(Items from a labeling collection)
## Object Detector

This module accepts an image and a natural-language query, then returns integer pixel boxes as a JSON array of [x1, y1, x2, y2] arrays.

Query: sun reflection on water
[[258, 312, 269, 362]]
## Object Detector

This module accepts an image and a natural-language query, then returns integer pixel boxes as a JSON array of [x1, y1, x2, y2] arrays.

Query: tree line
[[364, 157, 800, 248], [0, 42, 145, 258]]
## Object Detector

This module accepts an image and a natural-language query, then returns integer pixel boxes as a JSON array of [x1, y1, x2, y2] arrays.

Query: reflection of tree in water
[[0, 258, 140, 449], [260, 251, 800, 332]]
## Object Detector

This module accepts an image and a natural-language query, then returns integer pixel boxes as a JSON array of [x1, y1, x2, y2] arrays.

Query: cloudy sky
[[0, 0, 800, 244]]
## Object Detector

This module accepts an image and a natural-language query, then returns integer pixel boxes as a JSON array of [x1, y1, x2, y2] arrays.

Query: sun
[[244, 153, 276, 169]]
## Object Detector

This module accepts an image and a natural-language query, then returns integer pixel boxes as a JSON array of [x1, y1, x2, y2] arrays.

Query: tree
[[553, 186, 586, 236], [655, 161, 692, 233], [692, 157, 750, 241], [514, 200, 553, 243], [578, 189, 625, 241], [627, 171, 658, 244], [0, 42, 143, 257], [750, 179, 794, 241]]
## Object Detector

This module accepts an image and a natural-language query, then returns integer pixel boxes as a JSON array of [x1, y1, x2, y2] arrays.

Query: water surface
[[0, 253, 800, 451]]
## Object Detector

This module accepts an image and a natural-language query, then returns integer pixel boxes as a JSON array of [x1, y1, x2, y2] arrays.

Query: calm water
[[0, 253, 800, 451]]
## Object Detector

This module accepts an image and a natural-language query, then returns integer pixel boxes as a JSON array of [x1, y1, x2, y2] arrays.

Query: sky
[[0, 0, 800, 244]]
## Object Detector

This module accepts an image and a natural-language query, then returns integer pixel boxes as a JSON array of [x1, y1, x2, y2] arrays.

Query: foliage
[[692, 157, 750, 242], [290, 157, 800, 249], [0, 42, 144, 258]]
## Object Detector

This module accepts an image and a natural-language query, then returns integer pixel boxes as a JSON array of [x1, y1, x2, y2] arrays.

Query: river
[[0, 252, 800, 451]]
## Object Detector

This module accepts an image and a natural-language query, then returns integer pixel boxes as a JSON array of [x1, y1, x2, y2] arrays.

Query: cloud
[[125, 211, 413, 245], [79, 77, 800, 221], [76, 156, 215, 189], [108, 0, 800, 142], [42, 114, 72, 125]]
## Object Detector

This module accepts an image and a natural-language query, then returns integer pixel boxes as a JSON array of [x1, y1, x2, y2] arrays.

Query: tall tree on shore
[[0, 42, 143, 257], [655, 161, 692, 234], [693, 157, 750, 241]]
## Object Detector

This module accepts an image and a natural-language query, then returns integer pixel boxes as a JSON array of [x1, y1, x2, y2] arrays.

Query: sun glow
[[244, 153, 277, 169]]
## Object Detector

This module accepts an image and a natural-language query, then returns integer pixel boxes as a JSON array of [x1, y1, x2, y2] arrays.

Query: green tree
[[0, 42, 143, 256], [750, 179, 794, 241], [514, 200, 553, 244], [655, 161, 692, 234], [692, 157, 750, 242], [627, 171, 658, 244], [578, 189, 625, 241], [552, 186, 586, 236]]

### GIVEN INSTRUCTION
Reproduce word for word every line from the start of the records through the line holding "[[258, 312, 269, 362]]", including that line.

### ANSWER TO THE TASK
## Object Detector

This module accepts an image and a natural-language query, then returns integer pixel boxes as a JSON array of [x1, y1, x2, y2] arrays.

Query: sun reflection on water
[[258, 312, 269, 362]]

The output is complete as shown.